**AIM OF THE TASK:** Count the lines in the items below that contain the string "blue", treating case as significant. Reply with the number only.

**DATASET:**
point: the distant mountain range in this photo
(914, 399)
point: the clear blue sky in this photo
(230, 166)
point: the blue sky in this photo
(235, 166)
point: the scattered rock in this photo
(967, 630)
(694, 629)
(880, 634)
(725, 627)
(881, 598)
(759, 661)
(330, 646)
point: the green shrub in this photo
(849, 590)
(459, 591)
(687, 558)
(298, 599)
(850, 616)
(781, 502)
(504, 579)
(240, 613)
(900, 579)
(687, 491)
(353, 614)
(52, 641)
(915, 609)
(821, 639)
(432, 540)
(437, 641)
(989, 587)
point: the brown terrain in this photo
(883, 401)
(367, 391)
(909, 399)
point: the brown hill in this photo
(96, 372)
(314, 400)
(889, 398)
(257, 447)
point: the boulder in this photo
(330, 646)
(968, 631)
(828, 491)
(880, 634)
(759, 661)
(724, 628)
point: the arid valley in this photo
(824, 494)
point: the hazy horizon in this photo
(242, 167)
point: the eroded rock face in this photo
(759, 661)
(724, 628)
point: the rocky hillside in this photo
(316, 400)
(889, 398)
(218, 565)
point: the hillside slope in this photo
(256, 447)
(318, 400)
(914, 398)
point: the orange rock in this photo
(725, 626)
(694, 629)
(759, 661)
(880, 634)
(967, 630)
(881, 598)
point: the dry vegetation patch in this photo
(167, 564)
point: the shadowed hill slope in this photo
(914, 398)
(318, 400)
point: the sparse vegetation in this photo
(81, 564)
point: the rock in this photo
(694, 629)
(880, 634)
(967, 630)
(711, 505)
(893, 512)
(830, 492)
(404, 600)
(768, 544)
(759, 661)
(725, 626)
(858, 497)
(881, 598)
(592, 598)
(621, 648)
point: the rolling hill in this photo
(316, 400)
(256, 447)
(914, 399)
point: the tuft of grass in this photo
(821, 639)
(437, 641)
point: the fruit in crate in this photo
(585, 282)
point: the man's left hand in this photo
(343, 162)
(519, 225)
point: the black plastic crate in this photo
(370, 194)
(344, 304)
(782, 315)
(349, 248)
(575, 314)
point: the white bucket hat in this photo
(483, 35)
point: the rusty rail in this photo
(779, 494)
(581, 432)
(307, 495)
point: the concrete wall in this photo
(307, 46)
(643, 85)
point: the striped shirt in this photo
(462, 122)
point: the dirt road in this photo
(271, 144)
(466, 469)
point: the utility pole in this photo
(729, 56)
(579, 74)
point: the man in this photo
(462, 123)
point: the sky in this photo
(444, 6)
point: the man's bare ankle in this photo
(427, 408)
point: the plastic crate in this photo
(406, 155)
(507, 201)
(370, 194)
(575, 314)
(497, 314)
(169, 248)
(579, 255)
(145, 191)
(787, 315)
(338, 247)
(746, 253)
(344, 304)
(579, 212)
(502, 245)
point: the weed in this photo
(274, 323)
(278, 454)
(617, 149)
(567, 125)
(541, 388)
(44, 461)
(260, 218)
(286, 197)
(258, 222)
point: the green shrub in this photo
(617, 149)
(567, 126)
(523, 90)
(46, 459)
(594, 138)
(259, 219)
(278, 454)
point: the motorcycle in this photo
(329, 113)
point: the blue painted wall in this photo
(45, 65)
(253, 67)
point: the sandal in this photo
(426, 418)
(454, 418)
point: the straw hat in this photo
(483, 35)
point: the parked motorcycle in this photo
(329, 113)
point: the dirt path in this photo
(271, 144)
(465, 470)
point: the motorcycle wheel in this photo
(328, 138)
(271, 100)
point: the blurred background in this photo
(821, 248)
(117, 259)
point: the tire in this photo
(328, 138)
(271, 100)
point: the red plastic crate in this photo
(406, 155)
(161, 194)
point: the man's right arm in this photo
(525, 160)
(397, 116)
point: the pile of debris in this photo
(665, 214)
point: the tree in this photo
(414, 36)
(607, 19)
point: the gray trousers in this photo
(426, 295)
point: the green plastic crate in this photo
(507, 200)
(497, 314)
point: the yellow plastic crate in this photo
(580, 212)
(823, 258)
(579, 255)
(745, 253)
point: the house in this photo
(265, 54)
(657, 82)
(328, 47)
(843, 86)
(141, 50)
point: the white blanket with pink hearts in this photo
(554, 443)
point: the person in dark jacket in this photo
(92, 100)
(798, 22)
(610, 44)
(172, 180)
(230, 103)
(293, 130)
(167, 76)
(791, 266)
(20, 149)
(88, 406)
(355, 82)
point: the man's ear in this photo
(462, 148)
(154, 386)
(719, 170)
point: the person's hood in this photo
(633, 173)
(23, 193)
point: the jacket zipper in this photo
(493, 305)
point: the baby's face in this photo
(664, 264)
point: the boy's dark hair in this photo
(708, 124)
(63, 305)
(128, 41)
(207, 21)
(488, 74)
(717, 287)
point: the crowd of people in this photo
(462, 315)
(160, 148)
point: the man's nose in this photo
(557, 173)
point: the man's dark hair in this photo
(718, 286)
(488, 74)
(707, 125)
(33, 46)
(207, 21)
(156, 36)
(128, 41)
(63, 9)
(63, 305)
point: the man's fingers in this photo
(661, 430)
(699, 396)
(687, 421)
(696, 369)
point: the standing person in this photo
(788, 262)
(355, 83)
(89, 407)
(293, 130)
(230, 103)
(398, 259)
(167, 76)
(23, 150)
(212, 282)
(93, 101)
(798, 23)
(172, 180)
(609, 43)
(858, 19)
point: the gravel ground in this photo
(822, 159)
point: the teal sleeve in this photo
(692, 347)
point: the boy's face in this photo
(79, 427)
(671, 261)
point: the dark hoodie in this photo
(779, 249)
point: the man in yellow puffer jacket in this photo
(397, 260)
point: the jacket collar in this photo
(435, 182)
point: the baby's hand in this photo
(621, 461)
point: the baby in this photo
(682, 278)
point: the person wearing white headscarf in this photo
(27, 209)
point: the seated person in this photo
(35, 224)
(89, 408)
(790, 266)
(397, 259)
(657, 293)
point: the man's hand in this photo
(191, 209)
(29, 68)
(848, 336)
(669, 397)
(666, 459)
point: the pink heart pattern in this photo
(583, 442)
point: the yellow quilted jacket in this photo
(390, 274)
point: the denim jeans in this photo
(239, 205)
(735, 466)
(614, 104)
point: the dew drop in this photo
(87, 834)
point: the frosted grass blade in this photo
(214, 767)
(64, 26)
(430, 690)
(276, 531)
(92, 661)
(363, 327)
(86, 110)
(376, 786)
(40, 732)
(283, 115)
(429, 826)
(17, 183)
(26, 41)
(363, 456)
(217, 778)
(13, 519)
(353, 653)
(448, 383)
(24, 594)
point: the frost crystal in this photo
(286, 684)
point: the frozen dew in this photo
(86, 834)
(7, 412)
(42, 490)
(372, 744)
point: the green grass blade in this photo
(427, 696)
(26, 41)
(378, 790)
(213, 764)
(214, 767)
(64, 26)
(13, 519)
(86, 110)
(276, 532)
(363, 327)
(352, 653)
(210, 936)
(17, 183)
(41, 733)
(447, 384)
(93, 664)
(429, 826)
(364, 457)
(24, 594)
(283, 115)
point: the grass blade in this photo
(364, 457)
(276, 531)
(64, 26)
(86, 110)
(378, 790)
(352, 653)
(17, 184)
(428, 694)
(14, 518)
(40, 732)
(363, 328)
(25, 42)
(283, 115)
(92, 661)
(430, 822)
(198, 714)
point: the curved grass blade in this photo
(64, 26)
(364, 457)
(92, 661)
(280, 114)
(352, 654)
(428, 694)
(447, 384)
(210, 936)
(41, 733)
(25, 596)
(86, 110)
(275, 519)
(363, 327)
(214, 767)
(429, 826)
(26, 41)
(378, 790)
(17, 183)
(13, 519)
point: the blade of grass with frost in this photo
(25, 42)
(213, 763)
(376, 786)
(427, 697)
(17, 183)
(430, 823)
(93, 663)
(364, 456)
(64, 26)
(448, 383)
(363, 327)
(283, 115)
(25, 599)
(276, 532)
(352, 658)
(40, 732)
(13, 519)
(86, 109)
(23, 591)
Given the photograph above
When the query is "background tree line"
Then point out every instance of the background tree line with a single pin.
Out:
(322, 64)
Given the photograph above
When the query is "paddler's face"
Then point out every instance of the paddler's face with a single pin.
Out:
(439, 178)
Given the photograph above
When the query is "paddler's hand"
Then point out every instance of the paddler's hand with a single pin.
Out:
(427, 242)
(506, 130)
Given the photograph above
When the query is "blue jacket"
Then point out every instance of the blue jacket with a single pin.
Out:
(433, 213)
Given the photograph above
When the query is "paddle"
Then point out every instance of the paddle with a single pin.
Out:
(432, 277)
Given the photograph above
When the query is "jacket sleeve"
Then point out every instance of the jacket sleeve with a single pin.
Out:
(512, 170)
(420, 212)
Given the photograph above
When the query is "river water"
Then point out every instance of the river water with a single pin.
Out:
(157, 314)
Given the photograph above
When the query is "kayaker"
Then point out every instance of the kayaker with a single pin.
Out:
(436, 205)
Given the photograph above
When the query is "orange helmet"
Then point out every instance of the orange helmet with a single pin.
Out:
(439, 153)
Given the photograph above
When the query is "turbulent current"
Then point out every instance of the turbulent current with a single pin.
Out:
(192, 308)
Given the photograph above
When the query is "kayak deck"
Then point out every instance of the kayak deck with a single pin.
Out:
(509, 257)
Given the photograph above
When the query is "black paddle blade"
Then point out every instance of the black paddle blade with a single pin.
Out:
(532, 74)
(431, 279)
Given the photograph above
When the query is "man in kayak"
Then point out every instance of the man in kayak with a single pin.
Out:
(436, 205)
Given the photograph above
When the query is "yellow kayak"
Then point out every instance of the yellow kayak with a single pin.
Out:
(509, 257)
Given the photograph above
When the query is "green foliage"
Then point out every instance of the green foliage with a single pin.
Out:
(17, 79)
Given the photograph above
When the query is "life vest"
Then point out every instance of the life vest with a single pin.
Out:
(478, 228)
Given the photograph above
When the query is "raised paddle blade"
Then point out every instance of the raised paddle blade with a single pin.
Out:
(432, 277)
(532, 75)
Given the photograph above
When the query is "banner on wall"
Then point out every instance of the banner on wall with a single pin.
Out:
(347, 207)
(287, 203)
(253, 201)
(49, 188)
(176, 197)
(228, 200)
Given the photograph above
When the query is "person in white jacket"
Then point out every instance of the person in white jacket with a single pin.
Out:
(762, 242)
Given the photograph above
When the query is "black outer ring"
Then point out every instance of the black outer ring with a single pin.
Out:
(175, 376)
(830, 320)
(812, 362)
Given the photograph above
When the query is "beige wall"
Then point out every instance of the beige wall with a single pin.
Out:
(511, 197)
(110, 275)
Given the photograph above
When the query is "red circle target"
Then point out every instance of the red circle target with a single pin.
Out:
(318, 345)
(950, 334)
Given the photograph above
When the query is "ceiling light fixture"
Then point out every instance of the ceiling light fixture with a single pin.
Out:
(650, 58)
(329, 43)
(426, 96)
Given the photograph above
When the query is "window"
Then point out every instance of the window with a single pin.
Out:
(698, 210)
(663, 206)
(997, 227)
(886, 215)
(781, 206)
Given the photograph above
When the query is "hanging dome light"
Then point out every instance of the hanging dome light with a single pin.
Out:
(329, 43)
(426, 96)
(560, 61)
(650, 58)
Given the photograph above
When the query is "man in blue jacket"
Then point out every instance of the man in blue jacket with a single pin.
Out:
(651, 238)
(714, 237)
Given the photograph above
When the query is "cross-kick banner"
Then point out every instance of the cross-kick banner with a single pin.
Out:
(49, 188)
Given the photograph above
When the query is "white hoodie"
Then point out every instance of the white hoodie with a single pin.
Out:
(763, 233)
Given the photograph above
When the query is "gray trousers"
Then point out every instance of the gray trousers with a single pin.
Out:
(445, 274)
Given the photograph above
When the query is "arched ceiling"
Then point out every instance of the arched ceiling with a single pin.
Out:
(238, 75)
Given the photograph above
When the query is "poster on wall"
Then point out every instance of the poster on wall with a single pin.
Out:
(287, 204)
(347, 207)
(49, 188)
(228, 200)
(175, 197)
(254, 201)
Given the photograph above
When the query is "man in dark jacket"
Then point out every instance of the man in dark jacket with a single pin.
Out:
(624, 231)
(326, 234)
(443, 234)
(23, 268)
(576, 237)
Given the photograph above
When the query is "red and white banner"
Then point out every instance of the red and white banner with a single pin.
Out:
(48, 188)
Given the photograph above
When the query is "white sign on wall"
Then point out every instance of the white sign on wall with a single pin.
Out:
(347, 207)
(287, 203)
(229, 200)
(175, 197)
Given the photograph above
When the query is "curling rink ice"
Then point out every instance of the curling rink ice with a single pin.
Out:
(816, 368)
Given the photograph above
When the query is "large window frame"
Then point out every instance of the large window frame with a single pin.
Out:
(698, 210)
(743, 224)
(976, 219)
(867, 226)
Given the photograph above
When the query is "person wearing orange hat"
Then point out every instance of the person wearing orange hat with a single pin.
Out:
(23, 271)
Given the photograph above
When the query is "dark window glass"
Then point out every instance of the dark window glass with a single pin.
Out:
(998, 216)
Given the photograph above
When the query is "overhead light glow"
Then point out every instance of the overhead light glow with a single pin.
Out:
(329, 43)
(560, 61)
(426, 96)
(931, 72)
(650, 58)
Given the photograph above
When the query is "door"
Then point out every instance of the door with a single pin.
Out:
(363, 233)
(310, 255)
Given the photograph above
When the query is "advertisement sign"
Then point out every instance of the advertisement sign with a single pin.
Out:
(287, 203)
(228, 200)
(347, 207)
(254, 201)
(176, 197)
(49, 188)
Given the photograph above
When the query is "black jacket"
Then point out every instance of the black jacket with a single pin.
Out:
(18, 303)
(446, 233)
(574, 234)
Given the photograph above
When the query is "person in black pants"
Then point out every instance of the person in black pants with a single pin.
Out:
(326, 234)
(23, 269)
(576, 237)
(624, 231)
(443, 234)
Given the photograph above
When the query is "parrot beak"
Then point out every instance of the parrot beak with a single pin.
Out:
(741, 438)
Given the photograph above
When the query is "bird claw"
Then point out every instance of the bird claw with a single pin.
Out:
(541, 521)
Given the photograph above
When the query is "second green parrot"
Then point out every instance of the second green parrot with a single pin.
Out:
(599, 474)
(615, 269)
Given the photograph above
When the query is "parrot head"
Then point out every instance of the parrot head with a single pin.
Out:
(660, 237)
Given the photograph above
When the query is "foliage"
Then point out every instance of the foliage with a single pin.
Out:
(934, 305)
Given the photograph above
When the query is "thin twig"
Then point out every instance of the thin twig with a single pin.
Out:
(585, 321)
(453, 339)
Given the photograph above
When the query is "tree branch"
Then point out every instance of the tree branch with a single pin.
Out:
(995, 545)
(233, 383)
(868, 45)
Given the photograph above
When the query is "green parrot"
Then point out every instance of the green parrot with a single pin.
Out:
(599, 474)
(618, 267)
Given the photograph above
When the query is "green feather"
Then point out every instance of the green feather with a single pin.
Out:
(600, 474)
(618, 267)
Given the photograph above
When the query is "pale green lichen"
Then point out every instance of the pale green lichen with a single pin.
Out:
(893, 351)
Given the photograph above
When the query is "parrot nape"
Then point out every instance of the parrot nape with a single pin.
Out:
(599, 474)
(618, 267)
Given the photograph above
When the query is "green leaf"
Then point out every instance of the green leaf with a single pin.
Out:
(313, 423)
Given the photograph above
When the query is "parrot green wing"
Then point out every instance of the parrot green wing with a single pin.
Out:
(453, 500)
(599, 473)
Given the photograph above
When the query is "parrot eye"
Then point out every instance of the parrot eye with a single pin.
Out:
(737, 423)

**RESPONSE:** 7